# Problem to solve:
Extract each line in the records below that contains the string "white", and copy those lines unchanged.

>> BEGIN Information shown

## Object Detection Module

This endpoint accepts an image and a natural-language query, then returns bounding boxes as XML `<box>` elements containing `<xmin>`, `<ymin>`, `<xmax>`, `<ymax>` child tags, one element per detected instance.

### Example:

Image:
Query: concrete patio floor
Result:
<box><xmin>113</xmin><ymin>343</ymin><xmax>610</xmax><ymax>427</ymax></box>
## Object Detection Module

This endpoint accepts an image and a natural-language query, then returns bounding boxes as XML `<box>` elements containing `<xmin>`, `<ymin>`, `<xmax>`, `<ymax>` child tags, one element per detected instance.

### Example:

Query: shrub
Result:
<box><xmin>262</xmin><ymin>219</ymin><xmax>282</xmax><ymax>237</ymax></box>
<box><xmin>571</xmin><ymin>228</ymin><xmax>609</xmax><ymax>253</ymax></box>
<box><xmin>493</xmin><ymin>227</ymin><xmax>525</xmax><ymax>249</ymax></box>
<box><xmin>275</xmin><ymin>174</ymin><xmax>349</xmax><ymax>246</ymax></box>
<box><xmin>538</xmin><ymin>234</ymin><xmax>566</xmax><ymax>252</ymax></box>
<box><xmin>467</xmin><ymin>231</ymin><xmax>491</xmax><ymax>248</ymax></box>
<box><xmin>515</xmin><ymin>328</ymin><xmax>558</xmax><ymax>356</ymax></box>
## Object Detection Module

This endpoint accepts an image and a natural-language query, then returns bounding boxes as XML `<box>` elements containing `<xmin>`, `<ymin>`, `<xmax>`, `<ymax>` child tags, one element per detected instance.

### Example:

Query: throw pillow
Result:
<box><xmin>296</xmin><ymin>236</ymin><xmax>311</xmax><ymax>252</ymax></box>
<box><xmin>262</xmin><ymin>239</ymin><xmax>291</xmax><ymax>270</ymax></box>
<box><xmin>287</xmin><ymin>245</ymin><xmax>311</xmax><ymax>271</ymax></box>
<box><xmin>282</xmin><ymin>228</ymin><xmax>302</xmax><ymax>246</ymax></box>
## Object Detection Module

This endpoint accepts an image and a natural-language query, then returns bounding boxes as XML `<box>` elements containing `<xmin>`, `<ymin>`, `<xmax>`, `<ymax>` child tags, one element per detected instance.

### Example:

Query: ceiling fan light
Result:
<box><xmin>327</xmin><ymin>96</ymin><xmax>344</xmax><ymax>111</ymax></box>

>> END Information shown
>> BEGIN Information shown

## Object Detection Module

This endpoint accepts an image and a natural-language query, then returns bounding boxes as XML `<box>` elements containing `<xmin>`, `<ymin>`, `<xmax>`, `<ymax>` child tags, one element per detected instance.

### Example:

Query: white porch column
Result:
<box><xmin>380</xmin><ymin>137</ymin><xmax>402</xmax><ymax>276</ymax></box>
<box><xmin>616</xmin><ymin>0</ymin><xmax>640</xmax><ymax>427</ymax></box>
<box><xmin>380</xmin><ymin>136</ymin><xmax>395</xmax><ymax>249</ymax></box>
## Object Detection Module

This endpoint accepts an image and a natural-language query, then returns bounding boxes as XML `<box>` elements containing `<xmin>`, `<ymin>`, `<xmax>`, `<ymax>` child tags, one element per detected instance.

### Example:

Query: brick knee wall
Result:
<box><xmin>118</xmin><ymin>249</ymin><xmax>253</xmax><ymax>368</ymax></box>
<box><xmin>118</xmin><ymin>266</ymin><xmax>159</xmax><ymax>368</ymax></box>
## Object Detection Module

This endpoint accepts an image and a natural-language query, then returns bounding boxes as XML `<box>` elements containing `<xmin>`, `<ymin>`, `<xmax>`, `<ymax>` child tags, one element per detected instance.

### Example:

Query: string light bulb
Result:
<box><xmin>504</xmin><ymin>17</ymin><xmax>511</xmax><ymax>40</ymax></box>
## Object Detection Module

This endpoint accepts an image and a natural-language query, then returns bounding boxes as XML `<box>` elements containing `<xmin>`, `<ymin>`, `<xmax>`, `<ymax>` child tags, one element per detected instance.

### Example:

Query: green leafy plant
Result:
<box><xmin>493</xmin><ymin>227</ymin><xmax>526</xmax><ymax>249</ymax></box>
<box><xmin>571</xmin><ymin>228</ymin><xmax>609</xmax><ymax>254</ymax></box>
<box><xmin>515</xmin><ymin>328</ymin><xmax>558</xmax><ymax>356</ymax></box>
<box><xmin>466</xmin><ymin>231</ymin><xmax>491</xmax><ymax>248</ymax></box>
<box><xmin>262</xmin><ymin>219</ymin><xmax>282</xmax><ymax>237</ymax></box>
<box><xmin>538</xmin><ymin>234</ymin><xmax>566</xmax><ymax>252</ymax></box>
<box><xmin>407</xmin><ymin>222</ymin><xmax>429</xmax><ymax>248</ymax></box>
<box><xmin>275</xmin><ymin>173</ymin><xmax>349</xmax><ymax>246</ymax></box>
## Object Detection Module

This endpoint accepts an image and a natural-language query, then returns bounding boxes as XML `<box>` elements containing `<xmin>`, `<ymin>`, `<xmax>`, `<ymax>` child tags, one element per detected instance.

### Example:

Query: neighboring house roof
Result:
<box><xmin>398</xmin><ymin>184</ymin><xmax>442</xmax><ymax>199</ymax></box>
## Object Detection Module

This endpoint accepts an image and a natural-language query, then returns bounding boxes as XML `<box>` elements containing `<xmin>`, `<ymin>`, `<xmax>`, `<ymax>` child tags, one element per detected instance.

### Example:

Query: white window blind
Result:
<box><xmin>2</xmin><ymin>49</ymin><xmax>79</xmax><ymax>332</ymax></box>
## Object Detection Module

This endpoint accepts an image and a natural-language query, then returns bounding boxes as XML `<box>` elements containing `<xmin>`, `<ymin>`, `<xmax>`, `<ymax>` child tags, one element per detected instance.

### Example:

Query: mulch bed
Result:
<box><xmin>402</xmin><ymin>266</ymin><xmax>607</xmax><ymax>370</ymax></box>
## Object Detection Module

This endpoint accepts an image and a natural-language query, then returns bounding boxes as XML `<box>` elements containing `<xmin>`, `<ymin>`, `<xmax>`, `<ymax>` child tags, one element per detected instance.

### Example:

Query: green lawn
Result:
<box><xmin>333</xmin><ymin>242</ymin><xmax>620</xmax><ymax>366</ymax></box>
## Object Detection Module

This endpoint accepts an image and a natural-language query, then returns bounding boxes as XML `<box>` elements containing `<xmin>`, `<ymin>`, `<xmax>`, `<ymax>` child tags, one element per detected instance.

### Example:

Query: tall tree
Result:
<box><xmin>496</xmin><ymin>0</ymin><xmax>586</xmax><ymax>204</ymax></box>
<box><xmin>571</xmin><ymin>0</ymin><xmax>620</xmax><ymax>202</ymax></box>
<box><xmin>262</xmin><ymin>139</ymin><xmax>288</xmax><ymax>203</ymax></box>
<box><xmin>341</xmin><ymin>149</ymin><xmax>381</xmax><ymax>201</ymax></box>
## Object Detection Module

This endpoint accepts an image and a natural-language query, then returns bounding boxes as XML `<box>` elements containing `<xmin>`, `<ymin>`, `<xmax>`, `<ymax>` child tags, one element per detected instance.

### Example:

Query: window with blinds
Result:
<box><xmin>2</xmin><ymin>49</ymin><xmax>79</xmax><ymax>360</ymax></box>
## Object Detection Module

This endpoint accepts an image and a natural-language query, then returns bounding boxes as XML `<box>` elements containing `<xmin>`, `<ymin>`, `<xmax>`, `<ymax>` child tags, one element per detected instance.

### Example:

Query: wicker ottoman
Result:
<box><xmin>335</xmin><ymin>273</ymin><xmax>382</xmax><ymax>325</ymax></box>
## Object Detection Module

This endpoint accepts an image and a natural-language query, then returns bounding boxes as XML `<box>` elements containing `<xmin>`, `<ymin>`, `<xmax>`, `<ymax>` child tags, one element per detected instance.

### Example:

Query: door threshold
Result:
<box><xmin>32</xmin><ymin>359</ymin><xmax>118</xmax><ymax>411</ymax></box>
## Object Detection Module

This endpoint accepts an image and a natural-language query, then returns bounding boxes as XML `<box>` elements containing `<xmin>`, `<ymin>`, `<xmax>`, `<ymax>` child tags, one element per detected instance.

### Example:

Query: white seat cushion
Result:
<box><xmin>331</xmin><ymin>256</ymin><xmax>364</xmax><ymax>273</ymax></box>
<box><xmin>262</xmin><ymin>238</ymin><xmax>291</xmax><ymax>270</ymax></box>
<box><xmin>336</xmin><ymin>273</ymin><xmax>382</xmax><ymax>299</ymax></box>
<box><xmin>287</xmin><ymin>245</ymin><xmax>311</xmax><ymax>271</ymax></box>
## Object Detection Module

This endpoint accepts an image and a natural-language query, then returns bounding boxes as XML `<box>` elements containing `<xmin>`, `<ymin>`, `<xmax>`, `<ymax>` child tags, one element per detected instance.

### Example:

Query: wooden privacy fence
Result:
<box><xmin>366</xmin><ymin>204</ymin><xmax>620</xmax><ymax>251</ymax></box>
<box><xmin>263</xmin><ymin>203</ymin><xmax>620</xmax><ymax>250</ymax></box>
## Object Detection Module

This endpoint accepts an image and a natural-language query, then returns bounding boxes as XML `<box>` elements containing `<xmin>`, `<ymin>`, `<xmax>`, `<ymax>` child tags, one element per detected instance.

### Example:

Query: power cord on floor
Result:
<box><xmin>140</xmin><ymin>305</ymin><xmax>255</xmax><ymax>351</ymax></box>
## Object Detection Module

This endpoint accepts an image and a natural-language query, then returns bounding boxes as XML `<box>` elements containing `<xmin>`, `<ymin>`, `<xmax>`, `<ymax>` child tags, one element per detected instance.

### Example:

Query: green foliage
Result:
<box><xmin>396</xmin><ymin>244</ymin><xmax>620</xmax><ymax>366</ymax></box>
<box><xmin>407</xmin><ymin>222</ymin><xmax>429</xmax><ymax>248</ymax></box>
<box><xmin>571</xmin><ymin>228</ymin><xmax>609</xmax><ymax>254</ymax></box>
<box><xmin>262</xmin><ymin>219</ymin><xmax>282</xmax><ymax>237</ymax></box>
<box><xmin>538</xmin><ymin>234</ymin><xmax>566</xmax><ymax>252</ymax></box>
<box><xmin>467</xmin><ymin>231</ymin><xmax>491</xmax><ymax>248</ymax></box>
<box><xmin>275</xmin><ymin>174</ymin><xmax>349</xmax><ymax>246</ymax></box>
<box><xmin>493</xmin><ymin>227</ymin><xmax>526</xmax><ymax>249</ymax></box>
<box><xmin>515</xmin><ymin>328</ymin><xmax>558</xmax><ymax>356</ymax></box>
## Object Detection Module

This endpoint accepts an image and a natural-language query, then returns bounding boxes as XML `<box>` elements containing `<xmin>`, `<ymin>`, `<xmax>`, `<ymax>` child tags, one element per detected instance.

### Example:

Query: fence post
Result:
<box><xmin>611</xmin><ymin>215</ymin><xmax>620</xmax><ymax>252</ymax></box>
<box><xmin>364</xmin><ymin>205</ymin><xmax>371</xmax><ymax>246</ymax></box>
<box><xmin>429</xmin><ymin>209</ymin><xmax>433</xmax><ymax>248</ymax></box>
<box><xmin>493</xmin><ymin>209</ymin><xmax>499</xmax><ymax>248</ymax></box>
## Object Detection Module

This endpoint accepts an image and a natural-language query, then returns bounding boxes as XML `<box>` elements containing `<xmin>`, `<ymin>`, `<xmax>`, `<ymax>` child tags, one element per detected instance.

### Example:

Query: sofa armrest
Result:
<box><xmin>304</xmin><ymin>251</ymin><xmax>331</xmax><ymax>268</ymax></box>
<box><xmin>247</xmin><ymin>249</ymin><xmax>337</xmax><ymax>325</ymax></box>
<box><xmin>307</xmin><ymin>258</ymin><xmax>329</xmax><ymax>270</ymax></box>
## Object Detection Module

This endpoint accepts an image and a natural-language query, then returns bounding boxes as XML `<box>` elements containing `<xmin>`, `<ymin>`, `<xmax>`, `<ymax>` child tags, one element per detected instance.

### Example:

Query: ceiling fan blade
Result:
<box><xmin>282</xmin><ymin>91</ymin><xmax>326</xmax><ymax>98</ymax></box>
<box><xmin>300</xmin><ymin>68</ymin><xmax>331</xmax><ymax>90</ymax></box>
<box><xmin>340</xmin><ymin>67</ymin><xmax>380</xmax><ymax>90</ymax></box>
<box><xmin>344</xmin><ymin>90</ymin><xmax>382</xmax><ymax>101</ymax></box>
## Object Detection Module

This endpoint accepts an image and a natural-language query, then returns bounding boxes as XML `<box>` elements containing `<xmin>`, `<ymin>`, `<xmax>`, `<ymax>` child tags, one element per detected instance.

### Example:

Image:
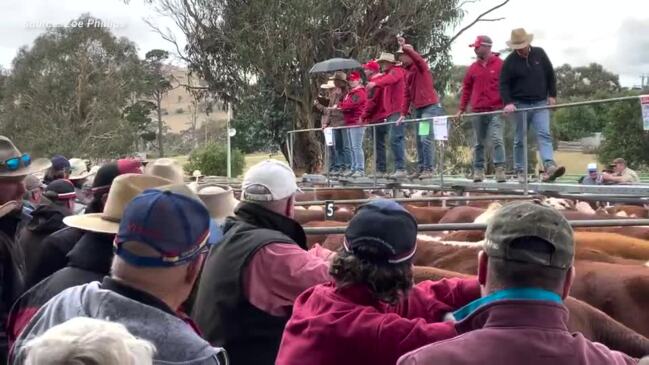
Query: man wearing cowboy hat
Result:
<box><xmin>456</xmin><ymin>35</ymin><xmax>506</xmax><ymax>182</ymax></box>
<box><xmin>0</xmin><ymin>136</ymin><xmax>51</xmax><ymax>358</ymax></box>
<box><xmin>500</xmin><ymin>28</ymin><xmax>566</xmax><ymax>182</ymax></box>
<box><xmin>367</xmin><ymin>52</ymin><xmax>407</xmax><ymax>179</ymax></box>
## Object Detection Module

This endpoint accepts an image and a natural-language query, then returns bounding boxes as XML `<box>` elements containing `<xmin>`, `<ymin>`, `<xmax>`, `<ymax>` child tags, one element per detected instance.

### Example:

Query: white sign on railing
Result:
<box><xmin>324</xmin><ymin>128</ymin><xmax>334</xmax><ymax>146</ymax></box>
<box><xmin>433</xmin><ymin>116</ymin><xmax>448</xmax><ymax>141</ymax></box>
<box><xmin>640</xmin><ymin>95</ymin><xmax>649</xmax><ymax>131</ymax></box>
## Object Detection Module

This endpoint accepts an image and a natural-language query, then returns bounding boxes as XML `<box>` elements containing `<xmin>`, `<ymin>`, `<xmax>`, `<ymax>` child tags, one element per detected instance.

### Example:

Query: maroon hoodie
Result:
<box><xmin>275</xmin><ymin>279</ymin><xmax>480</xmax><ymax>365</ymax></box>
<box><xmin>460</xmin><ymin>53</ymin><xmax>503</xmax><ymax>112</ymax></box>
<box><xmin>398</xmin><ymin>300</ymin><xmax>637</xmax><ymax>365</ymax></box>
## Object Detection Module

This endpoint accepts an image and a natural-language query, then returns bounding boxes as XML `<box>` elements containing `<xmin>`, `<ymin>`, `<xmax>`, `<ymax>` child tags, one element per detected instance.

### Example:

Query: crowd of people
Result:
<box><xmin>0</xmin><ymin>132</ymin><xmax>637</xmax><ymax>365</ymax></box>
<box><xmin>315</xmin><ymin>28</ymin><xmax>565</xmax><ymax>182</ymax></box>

>> END Information shown
>> BEGIN Information shown

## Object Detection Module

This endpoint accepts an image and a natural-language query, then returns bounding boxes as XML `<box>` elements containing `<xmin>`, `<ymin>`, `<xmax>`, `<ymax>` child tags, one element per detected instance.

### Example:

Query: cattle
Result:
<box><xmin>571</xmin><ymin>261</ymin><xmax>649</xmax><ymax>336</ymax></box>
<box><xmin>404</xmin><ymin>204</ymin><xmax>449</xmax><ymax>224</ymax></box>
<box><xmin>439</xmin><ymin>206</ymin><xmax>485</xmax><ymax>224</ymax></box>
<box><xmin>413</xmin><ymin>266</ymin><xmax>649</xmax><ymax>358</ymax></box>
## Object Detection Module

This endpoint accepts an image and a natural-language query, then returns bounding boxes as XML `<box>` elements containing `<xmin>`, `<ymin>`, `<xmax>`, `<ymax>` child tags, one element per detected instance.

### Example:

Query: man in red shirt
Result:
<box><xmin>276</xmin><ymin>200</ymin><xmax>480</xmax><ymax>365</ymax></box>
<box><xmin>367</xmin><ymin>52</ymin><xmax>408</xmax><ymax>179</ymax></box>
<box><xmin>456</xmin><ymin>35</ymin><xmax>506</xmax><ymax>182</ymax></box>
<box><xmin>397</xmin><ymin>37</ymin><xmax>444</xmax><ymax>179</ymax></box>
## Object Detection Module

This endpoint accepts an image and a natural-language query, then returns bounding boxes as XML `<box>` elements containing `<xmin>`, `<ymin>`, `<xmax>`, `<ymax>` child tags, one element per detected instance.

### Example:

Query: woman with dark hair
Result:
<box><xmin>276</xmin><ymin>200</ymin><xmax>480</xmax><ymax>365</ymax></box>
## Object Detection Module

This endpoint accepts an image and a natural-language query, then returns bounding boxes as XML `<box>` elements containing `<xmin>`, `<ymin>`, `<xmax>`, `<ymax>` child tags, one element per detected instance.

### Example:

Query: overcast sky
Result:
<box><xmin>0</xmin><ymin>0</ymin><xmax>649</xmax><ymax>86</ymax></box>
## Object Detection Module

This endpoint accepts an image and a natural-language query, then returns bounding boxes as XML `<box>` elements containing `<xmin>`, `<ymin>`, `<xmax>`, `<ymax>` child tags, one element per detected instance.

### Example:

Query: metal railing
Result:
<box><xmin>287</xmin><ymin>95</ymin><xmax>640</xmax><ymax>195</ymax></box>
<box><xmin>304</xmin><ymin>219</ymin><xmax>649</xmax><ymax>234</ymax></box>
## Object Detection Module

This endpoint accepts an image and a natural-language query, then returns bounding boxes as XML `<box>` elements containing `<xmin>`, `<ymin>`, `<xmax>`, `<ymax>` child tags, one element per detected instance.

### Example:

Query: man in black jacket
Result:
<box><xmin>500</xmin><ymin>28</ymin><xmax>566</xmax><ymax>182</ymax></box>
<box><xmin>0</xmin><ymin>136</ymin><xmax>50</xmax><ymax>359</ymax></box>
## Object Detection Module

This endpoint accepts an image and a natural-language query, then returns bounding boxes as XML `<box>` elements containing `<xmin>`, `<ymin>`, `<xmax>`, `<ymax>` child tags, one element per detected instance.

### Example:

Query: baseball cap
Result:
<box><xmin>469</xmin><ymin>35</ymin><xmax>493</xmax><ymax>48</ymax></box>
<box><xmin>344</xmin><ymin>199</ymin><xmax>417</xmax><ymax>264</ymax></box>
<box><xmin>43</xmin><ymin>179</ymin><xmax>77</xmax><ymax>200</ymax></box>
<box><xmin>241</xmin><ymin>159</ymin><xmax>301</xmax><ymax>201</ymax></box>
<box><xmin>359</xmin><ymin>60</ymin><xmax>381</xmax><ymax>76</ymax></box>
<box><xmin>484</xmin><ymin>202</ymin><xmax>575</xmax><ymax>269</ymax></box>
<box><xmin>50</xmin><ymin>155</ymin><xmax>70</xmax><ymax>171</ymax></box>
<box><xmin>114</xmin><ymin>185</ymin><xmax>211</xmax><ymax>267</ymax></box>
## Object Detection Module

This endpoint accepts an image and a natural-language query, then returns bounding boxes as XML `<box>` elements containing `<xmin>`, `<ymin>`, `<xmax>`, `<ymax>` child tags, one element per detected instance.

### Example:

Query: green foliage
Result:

>> END Information shown

# Complete response:
Query: white porch column
Query: white window blind
Query: white seat cushion
Query: white sign on railing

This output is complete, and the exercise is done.